Start of AVAILABLE DATA

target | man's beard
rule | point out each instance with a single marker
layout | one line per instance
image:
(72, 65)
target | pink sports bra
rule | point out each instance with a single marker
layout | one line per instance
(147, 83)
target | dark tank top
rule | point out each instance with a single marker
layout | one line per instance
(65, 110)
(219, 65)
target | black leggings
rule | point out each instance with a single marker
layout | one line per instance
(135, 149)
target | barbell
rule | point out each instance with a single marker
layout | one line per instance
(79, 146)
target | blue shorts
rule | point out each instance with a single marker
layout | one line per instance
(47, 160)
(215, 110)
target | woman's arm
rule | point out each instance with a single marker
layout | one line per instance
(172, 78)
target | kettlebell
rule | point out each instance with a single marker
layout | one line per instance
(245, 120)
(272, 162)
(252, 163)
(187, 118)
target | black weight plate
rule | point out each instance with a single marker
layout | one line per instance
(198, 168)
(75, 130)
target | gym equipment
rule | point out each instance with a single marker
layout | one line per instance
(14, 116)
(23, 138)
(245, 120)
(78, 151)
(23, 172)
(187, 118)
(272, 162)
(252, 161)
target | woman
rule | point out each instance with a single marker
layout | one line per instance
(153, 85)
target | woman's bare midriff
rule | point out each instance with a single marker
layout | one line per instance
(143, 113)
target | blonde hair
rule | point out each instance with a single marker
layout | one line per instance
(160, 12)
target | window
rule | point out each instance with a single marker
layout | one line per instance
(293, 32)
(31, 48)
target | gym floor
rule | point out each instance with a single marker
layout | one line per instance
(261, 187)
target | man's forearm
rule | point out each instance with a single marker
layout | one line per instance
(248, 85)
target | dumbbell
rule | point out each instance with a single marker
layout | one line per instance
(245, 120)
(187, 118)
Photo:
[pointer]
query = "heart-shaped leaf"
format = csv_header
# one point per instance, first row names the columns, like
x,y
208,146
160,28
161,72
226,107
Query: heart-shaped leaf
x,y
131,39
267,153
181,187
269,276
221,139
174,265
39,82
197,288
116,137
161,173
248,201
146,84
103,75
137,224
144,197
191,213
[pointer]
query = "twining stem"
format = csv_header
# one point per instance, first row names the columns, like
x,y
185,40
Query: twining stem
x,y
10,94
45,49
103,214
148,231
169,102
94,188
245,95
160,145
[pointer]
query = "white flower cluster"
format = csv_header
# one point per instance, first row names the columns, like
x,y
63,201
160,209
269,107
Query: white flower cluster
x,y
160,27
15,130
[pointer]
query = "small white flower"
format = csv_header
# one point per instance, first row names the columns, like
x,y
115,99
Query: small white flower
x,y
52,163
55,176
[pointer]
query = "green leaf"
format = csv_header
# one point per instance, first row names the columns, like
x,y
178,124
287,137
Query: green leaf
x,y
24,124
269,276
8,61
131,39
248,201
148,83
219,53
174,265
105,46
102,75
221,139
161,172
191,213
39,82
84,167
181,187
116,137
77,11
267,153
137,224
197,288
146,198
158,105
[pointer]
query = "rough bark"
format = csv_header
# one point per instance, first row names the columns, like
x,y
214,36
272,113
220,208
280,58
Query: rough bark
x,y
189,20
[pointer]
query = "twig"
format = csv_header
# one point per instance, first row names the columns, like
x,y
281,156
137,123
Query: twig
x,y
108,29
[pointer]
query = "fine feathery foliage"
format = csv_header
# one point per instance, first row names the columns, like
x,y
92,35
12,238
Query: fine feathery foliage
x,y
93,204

End of AVAILABLE DATA

## [DIRECTIONS]
Restate all the material above, keeping each word as it is.

## [SOLUTION TO THE PROBLEM]
target | man's beard
rule | point out each instance with a single marker
layout | one line per instance
image:
(72, 65)
target | pink sports bra
rule | point out each instance with a single marker
layout | one line per instance
(147, 83)
target | dark tank top
rule | point out each instance with a single marker
layout | one line per instance
(65, 110)
(219, 65)
target | black leggings
rule | point out each instance with a single marker
layout | one line per instance
(135, 149)
target | barbell
rule | point out each instance with a single marker
layout | one line per instance
(79, 146)
target | blue shorts
rule | point out each instance with a single marker
layout | one line per instance
(47, 160)
(215, 110)
target | woman's arm
rule | point out each instance with a single marker
layout | one line per instance
(172, 78)
target | kettlebell
rule | point out each instance with a single marker
layout | one line per instance
(245, 120)
(272, 162)
(252, 163)
(187, 118)
target | black weight plate
rule | point out each instance with a single marker
layout | one line per instance
(198, 168)
(75, 130)
target | gym equipment
rule | point out each instance with a single marker
layout | one line per instance
(14, 116)
(23, 138)
(245, 120)
(78, 151)
(23, 172)
(187, 118)
(272, 162)
(252, 161)
target | woman
rule | point out each instance with a single marker
layout | one line per instance
(153, 85)
target | woman's bare midriff
rule | point out each instance with a single marker
layout | one line per instance
(143, 113)
target | blonde hair
rule | point out each instance with a single marker
layout | one line per instance
(160, 12)
target | window
rule | point out each instance with a single marker
layout | one line per instance
(293, 32)
(31, 48)
target | gym floor
rule | point out each instance with a single marker
layout | one line per instance
(261, 187)
target | man's forearm
rule | point out each instance with a single marker
layout | one line per instance
(248, 85)
target | dumbbell
rule | point out each instance with a single marker
layout | one line per instance
(245, 120)
(187, 118)
Photo:
[pointer]
query = "heart-shaped leaf"
format = csv_header
# one point per instance, first row names the columns, like
x,y
208,146
160,28
161,72
226,107
Query: heart-shaped leaf
x,y
131,39
267,153
181,187
269,276
221,139
174,265
39,82
197,288
116,137
161,173
248,201
146,84
103,75
137,224
144,197
191,213
[pointer]
query = "twining stem"
format = csv_header
# one point per instance, first row names the columns, like
x,y
185,40
Query: twining stem
x,y
10,94
45,49
103,214
148,231
169,102
94,188
245,95
160,145
[pointer]
query = "white flower cluster"
format = csv_header
# one point per instance, first row names the columns, like
x,y
63,201
160,209
269,107
Query: white flower cluster
x,y
160,27
15,130
[pointer]
query = "small white flower"
format = csv_header
# one point per instance, first row names the columns, like
x,y
115,99
Query: small white flower
x,y
52,163
55,176
[pointer]
query = "green leaf"
format = csv_header
# one point per instance, first row names the columns, like
x,y
178,124
287,137
Query: green leaf
x,y
24,124
269,276
8,61
131,39
248,201
148,83
219,53
174,265
105,46
102,75
221,139
161,172
191,213
39,82
84,167
181,187
116,137
77,11
267,153
137,224
197,288
146,198
158,105
[pointer]
query = "rough bark"
format = csv_header
# one point per instance, first row names the columns, like
x,y
214,36
272,113
220,208
280,58
Query: rough bark
x,y
189,20
[pointer]
query = "twig"
format = csv_header
# one point per instance, first row names the columns, like
x,y
281,156
137,123
Query: twig
x,y
108,29
[pointer]
query = "fine feathery foliage"
format = csv_header
# one point per instance, first row names the columns, like
x,y
92,35
12,238
Query: fine feathery foliage
x,y
93,204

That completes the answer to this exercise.